For this task, retype the records below exactly.

Input data:
--

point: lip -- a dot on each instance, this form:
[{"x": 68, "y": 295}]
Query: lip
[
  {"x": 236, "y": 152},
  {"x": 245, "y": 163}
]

--

Reply to the exercise:
point: lip -- a dot on each instance, this form:
[{"x": 68, "y": 295}]
Query: lip
[
  {"x": 236, "y": 152},
  {"x": 245, "y": 163}
]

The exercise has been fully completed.